*** EXTRACT TO READ
# An Introduction to Word Embeddings

One of the breakthroughs in Natural Language Processing is the usage of word embeddings. Rather than using the words themselves as features, neural network methods typically take as input dense, relatively low-dimensional vectors that model the meaning and usage of a word. Word embeddings were first popularized through the [Word2Vec](https://arxiv.org/abs/1301.3781) model, developed by Thomas Mikolov and colleagues at Google. Since then, scores of alternative approaches have been developed, such as [GloVe](https://nlp.stanford.edu/projects/glove/) and [FastText](https://fasttext.cc/) embeddings. In this notebook, we'll explore word embeddings with the original Word2Vec approach, as implemented in the [Gensim](https://radimrehurek.com/gensim/) library.

Modified from: https://github.com/nlptown/nlp-notebooks/blob/master/An%20Introduction%20to%20Word%20Embeddings.ipynb

## Training word embeddings

To train word embedings, we need to compile a corpus of text that captures the meaning and usage of words in a particular dialect. Wikipedia is a good choice for training generic embeddings representing the proper use of different languages. For our experiments, however, we're going to use scraped comments from [r/aww](https://www.reddit.com/r/aww/), a subreddit of "Things that make you go AWW! Like puppies, bunnies, babies and so on".

We've collected and lowercased a collection of 6 months of comments from this subreddit using the scripts in the notebook `0.Data Scraping and Prep`.

Each entry in this file represents one comment in one post from that subreddit.

In [33]:
import os

class SentenceCorpus(object):

    def __init__(self, filename):
        self.filename = filename

    def __iter__(self):
        with open(self.filename, "r") as i:
            for line in i:
                tokens = line.strip().split()
                yield tokens
                
                
TEXT_FILE = '../data/reddit_aww_comments.csv'
sentences = SentenceCorpus(TEXT_FILE)
******
*DIRECTION 1:*
According to the word embeddings notebook, how many months of comments from the subreddit were collected?
*DIRECTION 2:*
Name every word embedding approach the word embeddings notebook mentions.
*DIRECTION 3:*
Write the next part of the word embeddings notebook, picking up after its last line.
The word embeddings notebook can be worked from without the entries that follow it.
*** ROWS
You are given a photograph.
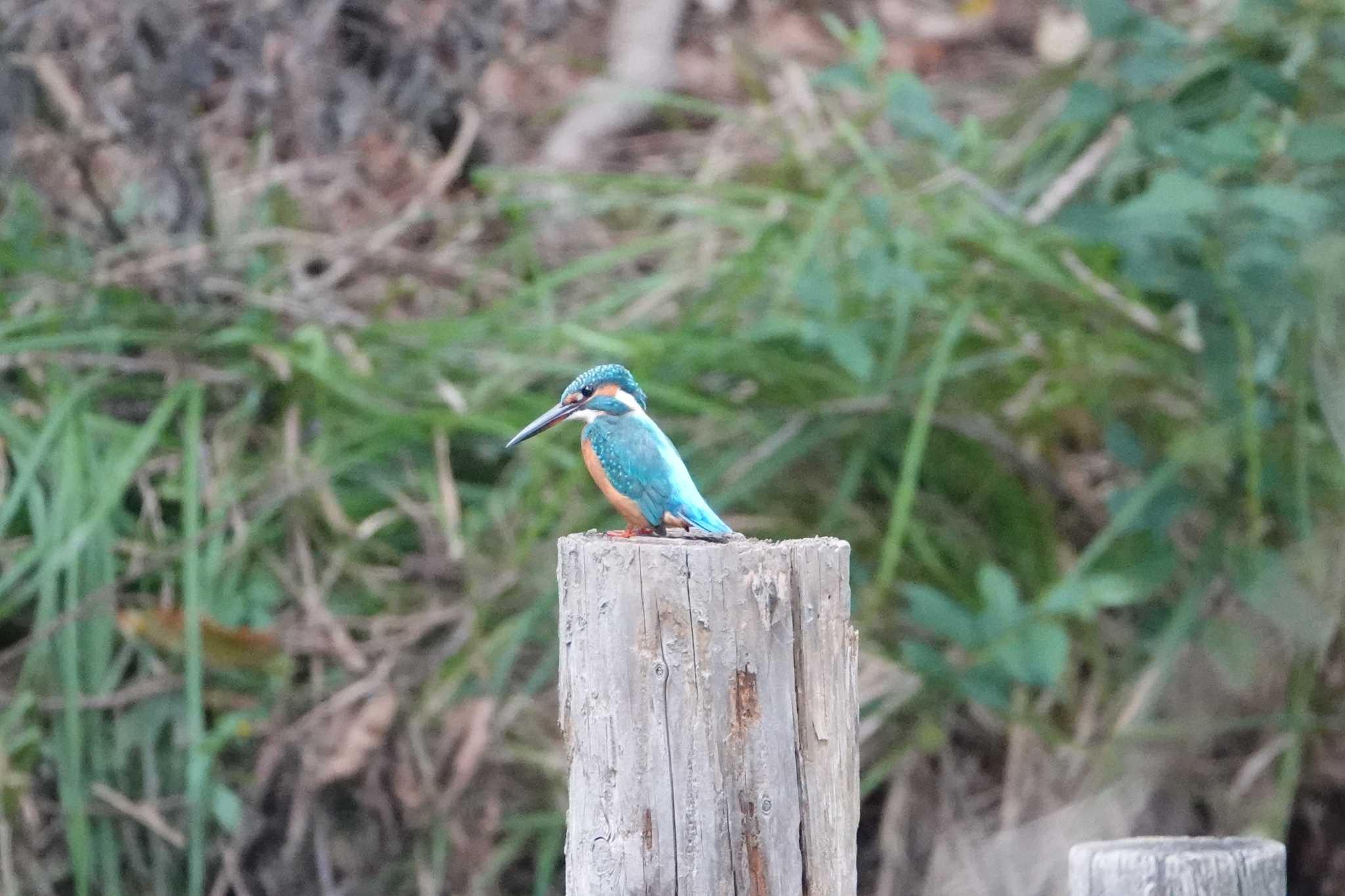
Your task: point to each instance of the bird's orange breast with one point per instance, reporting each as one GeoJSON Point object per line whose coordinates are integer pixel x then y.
{"type": "Point", "coordinates": [625, 505]}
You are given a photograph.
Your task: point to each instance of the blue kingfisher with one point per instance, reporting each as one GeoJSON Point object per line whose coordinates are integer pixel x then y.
{"type": "Point", "coordinates": [628, 456]}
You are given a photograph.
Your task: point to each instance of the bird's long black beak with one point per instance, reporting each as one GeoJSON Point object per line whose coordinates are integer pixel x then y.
{"type": "Point", "coordinates": [545, 422]}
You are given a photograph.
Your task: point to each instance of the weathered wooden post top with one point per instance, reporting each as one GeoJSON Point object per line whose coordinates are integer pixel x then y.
{"type": "Point", "coordinates": [709, 707]}
{"type": "Point", "coordinates": [1179, 867]}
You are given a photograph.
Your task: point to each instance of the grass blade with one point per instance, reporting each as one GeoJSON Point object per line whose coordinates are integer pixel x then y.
{"type": "Point", "coordinates": [72, 773]}
{"type": "Point", "coordinates": [914, 453]}
{"type": "Point", "coordinates": [197, 769]}
{"type": "Point", "coordinates": [30, 463]}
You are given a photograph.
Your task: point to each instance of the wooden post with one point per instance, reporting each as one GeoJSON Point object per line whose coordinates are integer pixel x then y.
{"type": "Point", "coordinates": [709, 708]}
{"type": "Point", "coordinates": [1178, 867]}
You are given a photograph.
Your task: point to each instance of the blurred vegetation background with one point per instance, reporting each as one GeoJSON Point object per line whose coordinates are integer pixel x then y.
{"type": "Point", "coordinates": [1043, 309]}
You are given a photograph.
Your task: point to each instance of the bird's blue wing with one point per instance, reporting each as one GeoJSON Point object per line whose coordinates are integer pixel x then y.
{"type": "Point", "coordinates": [642, 464]}
{"type": "Point", "coordinates": [634, 464]}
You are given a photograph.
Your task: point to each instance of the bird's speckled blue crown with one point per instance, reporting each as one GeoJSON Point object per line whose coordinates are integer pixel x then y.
******
*EXPECTED OUTPUT 1:*
Six months.

*EXPECTED OUTPUT 2:*
Word2Vec, GloVe, FastText

*EXPECTED OUTPUT 3:*
When training word embeddings, Gensim allows the user to set a number of parameters. The most important are:

- `min_count` is the **minimum frequency of the words** in our corpus. For infrequent words, we just don't have enough information to train reliable word embeddings. It therefore makes sense to set this minimum frequency to at least 10.


- `window` is **number of words to the left and to the right that make up the context for the word** that word2vec will take into account.


- `size` is the **dimensionality of the word vectors**. This is generally between 100 and 1000. You often have to make a trade-off: embeddings with a higher dimensionality are able to model more information, but also need more data to train.


- `sg`: there are two **algorithms to train word2vec**: skip-gram and CBOW. Skip-gram tries to predict the context on the basis of the target word; CBOW tries to find the target on the basis of the context. By default, Gensim uses CBOW (`sg=0`).

In [34]:
import gensim
model = gensim.models.Word2Vec(sentences, min_count=10, window=5, size=100)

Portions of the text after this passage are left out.